Your task: Do these three statements agree with the Pauli basis text below? Answer yes or no for each, quoting the words of the text that decide it. 1. Squaring the vector gives the vector length multiplied by the identity matrix. 2. The text says the dot product can only be found by guessing. 3. To find the length of a general vector sum, the text first calculates the matrix square of that sum.

**** Text ****

Having computed this, our vector square leaves us with the vector length multiplied by the identity matrix

\begin{aligned}x^2 = \sum_i (x^i)^2 I. \end{aligned}

Invoking the trace operator will therefore extract just the scalar length desired

\begin{aligned}{\left\lvert{x}\right\rvert}^2 = \frac{1}{{2}} \text{Tr}\left({{x^2}}\right) = \sum_i (x^i)^2. \end{aligned}

### Aside: Summarizing the multiplication table.

It is worth pointing out that the multiplication table above used to confirm the antisymmetric behavior of the Pauli basis can be summarized as

\begin{aligned}\sigma_a \sigma_b = 2 i \epsilon_{abc} \sigma_c \end{aligned}

## Scalar product.

Having found the expression for the length of a vector in the Pauli basis, the next logical desirable identity is the dot product. One can guess that this will be the trace of a scaled symmetric product, but can motivate this without guessing in the usual fashion, by calculating the length of an orthonormal sum.

Consider first the length of a general vector sum. To calculate this we first wish to calculate the matrix square of this sum.

**** Record extracts ****

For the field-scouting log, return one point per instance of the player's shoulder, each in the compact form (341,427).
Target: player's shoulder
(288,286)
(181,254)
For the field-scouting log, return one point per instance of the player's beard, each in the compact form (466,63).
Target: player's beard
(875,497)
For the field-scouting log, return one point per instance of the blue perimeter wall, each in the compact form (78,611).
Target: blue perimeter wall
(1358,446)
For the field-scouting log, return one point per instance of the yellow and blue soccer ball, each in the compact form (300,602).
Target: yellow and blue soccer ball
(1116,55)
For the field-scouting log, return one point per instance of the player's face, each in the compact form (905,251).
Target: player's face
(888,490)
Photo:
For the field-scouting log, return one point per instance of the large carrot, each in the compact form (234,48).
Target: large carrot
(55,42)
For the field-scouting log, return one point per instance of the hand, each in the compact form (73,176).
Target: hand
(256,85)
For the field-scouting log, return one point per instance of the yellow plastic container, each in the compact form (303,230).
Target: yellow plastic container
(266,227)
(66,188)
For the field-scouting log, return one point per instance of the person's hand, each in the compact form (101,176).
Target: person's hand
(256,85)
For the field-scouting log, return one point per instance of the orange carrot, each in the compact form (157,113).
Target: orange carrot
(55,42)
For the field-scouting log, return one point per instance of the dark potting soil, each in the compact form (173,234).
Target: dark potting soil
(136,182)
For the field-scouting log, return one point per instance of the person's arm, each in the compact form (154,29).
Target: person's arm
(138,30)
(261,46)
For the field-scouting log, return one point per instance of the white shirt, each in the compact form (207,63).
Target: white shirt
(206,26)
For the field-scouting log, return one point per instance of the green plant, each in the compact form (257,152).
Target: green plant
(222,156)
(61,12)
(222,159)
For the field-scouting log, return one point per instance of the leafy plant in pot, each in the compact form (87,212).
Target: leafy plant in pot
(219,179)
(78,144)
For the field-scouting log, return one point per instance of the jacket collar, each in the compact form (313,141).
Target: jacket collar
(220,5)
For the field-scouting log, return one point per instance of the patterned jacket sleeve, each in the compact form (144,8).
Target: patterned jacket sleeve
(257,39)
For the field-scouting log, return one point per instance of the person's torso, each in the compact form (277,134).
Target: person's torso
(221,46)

****

Correct answer:
1. Yes: "our vector square leaves us with the vector length multiplied by the identity matrix"
2. No: "can motivate this without guessing in the usual fashion, by calculating the length of an orthonormal sum"
3. Yes: "To calculate this we first wish to calculate the matrix square of this sum."